··· DATA FOR THIS TASK ···
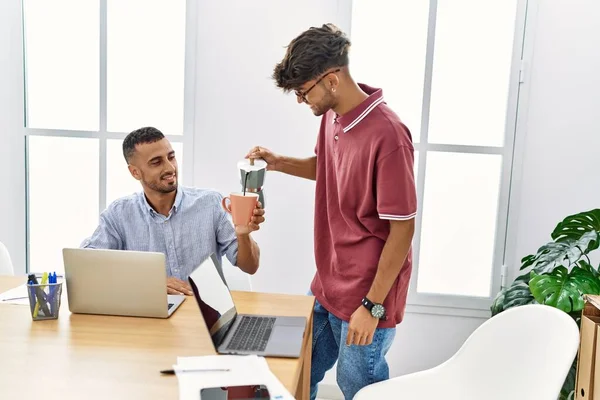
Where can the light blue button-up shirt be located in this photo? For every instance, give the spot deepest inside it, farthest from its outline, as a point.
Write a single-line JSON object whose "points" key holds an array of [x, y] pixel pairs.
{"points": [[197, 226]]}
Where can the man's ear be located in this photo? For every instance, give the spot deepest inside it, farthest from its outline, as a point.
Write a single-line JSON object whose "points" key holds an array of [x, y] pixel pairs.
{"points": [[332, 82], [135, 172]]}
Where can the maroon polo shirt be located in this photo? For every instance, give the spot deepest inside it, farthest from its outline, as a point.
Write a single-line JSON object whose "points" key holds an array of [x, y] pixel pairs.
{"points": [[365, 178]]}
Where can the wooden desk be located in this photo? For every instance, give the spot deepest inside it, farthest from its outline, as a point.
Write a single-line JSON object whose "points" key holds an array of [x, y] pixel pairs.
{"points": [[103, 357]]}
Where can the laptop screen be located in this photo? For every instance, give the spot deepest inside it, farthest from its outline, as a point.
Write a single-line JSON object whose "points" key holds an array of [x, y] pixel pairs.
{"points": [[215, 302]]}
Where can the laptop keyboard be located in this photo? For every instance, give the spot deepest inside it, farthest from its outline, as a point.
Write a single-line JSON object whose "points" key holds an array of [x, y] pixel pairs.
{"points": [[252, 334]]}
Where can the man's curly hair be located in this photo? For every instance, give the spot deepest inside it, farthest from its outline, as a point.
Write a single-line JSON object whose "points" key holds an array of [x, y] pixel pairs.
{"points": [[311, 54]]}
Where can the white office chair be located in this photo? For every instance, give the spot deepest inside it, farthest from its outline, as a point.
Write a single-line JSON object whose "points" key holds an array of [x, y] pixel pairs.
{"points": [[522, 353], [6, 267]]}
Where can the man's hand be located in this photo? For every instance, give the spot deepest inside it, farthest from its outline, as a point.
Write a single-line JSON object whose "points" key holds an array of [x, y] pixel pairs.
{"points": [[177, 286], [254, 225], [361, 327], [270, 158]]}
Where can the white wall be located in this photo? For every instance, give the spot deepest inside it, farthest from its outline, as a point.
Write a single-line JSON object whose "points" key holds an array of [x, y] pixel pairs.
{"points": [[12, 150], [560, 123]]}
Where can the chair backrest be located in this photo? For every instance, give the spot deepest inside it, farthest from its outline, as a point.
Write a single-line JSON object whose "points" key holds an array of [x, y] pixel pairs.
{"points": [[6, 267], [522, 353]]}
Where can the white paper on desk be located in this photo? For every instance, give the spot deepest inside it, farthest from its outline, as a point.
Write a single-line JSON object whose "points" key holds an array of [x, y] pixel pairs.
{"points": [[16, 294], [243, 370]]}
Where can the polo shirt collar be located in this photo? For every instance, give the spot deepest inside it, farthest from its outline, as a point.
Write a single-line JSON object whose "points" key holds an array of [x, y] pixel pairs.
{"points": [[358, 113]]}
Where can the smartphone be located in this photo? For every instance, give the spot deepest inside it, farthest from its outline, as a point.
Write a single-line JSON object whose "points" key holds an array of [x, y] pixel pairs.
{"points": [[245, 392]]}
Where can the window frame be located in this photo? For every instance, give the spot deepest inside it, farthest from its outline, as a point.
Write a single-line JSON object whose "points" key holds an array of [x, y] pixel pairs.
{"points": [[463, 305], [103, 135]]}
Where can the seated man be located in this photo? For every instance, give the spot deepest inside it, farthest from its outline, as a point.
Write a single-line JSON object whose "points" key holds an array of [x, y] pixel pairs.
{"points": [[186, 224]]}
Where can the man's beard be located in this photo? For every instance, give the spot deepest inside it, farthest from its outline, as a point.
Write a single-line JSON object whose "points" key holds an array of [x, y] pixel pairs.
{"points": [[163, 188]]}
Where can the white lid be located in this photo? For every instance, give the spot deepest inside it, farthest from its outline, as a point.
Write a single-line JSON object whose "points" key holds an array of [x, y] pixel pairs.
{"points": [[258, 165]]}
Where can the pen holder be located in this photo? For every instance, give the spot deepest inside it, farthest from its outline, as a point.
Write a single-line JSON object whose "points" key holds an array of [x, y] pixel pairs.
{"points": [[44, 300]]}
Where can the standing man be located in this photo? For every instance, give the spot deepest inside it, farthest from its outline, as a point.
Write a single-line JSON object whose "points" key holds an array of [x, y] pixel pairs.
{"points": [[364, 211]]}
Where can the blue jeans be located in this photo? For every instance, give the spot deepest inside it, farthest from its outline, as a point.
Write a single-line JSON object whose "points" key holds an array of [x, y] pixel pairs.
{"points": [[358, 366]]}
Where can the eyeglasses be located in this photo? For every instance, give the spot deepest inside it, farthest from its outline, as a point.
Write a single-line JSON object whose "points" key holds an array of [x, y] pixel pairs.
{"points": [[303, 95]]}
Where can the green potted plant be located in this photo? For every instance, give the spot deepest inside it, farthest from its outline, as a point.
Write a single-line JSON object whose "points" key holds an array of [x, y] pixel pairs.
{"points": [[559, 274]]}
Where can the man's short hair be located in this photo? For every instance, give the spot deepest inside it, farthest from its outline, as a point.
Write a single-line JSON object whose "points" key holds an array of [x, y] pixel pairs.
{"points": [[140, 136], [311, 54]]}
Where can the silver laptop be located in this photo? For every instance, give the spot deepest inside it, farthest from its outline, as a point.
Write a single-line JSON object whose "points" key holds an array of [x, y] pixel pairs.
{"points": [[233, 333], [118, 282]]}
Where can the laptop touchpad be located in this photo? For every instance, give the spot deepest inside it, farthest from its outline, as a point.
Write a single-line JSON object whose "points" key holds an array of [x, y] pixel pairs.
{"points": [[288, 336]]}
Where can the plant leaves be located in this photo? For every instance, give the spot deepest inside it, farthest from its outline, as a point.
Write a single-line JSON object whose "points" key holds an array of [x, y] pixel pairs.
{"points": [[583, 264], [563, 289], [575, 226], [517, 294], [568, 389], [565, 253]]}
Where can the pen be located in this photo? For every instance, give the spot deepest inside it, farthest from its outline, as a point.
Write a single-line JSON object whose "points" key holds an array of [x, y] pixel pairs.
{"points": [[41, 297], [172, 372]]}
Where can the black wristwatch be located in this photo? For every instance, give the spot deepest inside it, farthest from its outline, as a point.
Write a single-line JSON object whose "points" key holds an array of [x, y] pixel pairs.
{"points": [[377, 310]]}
···
When you repeat the data, keep every line exact and drop the images.

Where can the light blue button-up shirt be located in this photo? For every instance, give the spot deepest inside it, farthest from its outline, as a point.
Write a single-line JSON object whose "points" key holds an array of [x, y] pixel pairs.
{"points": [[197, 226]]}
Where can the man's ear be located in this photo? For every instance, give the spot deepest inside it, farthest from its outline, as a point.
Write a single-line JSON object whose "points" key holds an array of [x, y] pixel pairs.
{"points": [[332, 82], [135, 172]]}
Where can the maroon polo shirt be located in this photo? For every instance, give the spot deepest inside it, farthest from its outline, as a point.
Write a single-line JSON object whose "points" key holds an array of [x, y] pixel pairs.
{"points": [[365, 178]]}
Where can the wooden desk be located in this photo? For every instance, give the spot deepest inside it, farthest from its outline, as a point.
Write a single-line JSON object whose "points" key holds an array of [x, y] pixel pairs.
{"points": [[103, 357]]}
Where can the laptop screen be located in this photo? For every instance, give the spot deepest inside it, farthest from its outline, as a point.
Write a single-line JSON object whose "points" key holds an array of [x, y] pixel pairs.
{"points": [[215, 302]]}
Where can the laptop keyboard be located in this photo? For every instance, give the spot deepest inside it, farthest from its outline, as a point.
Write a single-line JSON object whose "points" key holds an array of [x, y] pixel pairs.
{"points": [[252, 334]]}
Where can the man's curly hair be located in this photo? For every instance, give the spot deepest inside it, farthest from its outline, as a point.
Write a single-line JSON object whose "points" key holds an array of [x, y] pixel pairs.
{"points": [[311, 54]]}
Where can the white office chair be located in this photo? For every instance, give the spot deepest inside it, farthest from its outline, as a point.
Write a single-line JSON object whose "points" key holds an array of [x, y] pixel pairs.
{"points": [[522, 353], [6, 267]]}
Where can the man's hand be located in this photo? For every instance, give the spot deepest inside it, farthest from its outline, as a point.
Write a single-line JSON object whose "points" key holds an array of [x, y] pixel pairs.
{"points": [[177, 286], [254, 225], [361, 327], [270, 158]]}
Where can the white wall be located in this photo? For every instance, give the spot deepest inside it, farthest from its outline, as a point.
Write a single-line JSON object whose "points" key holds an array of [x, y] pixel pairs.
{"points": [[12, 150], [560, 123]]}
Where can the chair backrest be located in this photo? For every instance, give the spot deepest inside it, farthest from its outline, as a point.
Write a single-line JSON object whose "points" key holds an array of [x, y] pixel pairs.
{"points": [[6, 267], [522, 353]]}
Where can the white paper on desk be located in this photo? For every instance, give the spot deepest inside it, farthest from its outline, as a point.
Write a single-line JSON object whose "points" key holds an array of [x, y] pixel pairs.
{"points": [[16, 294], [243, 370]]}
Where can the polo shirt collar be located in this photo? For every instance, give the spot deepest inside it, farthest from its outline, as a point.
Write a single-line JSON object whose "points" key holds an array of [x, y] pixel pairs.
{"points": [[358, 113]]}
Where can the smartphone be located in this photo? For every instance, give the spot deepest inside it, farthest from its outline, as a point.
Write a single-line JSON object whose "points" key holds an array of [x, y] pixel pairs.
{"points": [[245, 392]]}
Where can the window frame be located in this photo? For every instance, give the spot deepest inside it, farthest from its outline, as a point.
Write a single-line JSON object whose "points" key holds an array of [x, y] pixel pairs.
{"points": [[463, 305], [103, 135]]}
Where can the seated man be located in this photo? For every instance, give the spot deepest inside it, farthest from its outline, as a point.
Write a single-line JSON object whose "points" key holds an array of [x, y] pixel pairs.
{"points": [[186, 224]]}
Where can the man's beard be located in this photo? For every instance, give the spot deepest inside it, farthest from its outline, as a point.
Write a single-line JSON object whose "points" key holds an array of [x, y] pixel pairs.
{"points": [[163, 188]]}
Where can the white lid be located in this photo? For every instance, give the spot deepest inside it, farthest from its outline, as a point.
Write a single-line JSON object whose "points" key holds an array of [x, y] pixel pairs.
{"points": [[258, 165]]}
Where can the pen holder be located in this photo? For every instance, give the spot deepest inside it, farthest from its outline, as a point.
Write a single-line JSON object whose "points" key holds an array of [x, y] pixel pairs.
{"points": [[44, 300]]}
Where can the standing man be located in this photo? For every instance, give the spot deepest inside it, farthest from its outline, as a point.
Write a single-line JSON object whose "points" key holds an array of [x, y] pixel pairs.
{"points": [[364, 211]]}
Where can the blue jeans be located in this photo? For every instance, give the spot deepest inside it, farthest from its outline, as a point.
Write a single-line JSON object whose "points" key holds an array of [x, y] pixel pairs.
{"points": [[358, 366]]}
Where can the eyeglasses be located in this photo? For every instance, give the spot deepest inside it, farthest from its outline, as a point.
Write a single-line JSON object whose "points" key holds an array of [x, y] pixel pairs.
{"points": [[303, 95]]}
Where can the green potted plant be located in this photo? For every instance, give the spot deepest inside it, farthest from its outline, as a point.
Write a single-line JSON object whose "points" key holds an array of [x, y] pixel pairs.
{"points": [[559, 274]]}
Where can the man's short hair be located in this photo? For every instance, give the spot deepest inside it, farthest from its outline, as a point.
Write a single-line JSON object whose "points" key holds an array of [x, y] pixel pairs.
{"points": [[140, 136], [311, 54]]}
Where can the silver laptop be located in this photo? For every instance, give the spot deepest inside it, farthest from its outline, as a point.
Write a single-line JSON object whose "points" key holds an array of [x, y] pixel pairs.
{"points": [[233, 333], [118, 282]]}
Where can the laptop touchpad be located in this photo? For every instance, give the spot deepest inside it, farthest from its outline, as a point.
Write a single-line JSON object whose "points" key holds an array of [x, y] pixel pairs.
{"points": [[288, 336]]}
Where can the plant leaves be located in this photo? For every instance, give the spot deepest inside it, farthest from its outline, as a point.
Write a single-line JSON object whose "points" key holds an array of [x, y] pixel pairs.
{"points": [[583, 264], [563, 289], [575, 226], [517, 294], [568, 389], [565, 253]]}
Where can the pen be located in this photo? For every instance, give the spot deepest inside it, farthest from its outline, as a point.
Write a single-line JSON object whose "points" key holds an array of [x, y] pixel pairs.
{"points": [[41, 297], [172, 372]]}
Where can the black wristwatch be located in this photo? For every instance, give the spot deepest inside it, farthest from its outline, as a point.
Write a single-line JSON object whose "points" key holds an array of [x, y] pixel pairs.
{"points": [[377, 310]]}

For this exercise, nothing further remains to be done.